107. Binary Tree Level Order Traversal II
Problem Description
You are given the root of a binary tree. Your task is to return the values of all nodes organized by levels, but in bottom-up order. This means you should traverse the tree level by level from left to right, but the final result should display the deepest level first and the root level last.
For example, if you have a binary tree like this:
3 / \ 9 20 / \ 15 7
A regular level-order traversal would give you: [[3], [9, 20], [15, 7]]
But for this problem, you need to return the bottom-up version: [[15, 7], [9, 20], [3]]
The solution uses a BFS (Breadth-First Search) approach with a queue. It processes the tree level by level from top to bottom, collecting all nodes at each level into a list. Each level's values are stored in order from left to right. After collecting all levels in the normal top-down order, the final step reverses the entire result using ans[::-1]
to achieve the bottom-up ordering required by the problem.
The key steps in the algorithm are:
- Start with the root node in a queue
- For each level, process all nodes currently in the queue
- Collect their values and add their children to the queue for the next level
- Continue until all levels are processed
- Reverse the final list of levels to get bottom-up order
Flowchart Walkthrough
First, let's pin down the algorithm using the Flowchart. Here's a step-by-step walkthrough:
Is it a graph?

Entries shown

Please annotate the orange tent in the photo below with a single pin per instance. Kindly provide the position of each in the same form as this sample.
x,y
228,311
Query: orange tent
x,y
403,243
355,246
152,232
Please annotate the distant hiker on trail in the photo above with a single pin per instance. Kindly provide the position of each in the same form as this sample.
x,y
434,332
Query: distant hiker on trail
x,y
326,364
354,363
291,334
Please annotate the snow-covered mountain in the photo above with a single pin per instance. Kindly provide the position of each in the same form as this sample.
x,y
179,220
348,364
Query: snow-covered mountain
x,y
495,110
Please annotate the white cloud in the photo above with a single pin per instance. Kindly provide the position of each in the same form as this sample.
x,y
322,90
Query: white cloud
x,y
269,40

--

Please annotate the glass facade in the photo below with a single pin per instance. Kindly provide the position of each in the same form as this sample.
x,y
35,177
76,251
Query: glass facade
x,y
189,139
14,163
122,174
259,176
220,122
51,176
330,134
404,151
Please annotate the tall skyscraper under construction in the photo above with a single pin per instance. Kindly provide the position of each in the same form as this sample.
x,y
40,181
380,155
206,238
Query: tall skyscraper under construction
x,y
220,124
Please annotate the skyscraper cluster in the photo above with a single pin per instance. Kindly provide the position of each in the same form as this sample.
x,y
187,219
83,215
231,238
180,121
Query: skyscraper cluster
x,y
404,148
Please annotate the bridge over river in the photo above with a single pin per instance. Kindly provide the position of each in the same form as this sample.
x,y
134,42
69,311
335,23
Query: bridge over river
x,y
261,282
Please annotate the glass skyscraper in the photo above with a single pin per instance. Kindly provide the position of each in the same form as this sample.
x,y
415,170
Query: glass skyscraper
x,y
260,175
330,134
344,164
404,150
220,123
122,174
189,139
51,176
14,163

Task requirements
Carry on the explanation of bottom-up level order traversal of a binary tree from where it stops.

Solved problem
- Yes: A binary tree is a special type of graph (specifically, it's a connected acyclic graph).
Is it a tree?
- Yes: The problem explicitly states we're working with a binary tree.
DFS?
- Not necessarily: While DFS could work for tree traversal, the problem specifically asks for level-by-level traversal (level order), which is a characteristic pattern of BFS. The requirement to process nodes level by level from left to right strongly suggests BFS over DFS.
Let's reconsider the path through the flowchart:
Is it a graph?
- Yes: Binary trees are graphs.
Is it a tree?
- No (for this specific traversal pattern): While it IS a tree structurally, the level-order traversal requirement doesn't follow the typical DFS pattern for trees. Level-order traversal is inherently about processing nodes by their distance from the root.
Is the problem related to directed acyclic graphs?
- No: This is about level-order traversal, not DAG-specific problems.
Is the problem related to shortest paths?
- No: We're not finding shortest paths, we're collecting all nodes by levels.
Does the problem involve connectivity?
- No: We're not checking if nodes are connected; we're traversing all nodes level by level.
Does the problem have small constraints?
- No: Tree size can be large (up to 2000 nodes typically in LeetCode).
BFS?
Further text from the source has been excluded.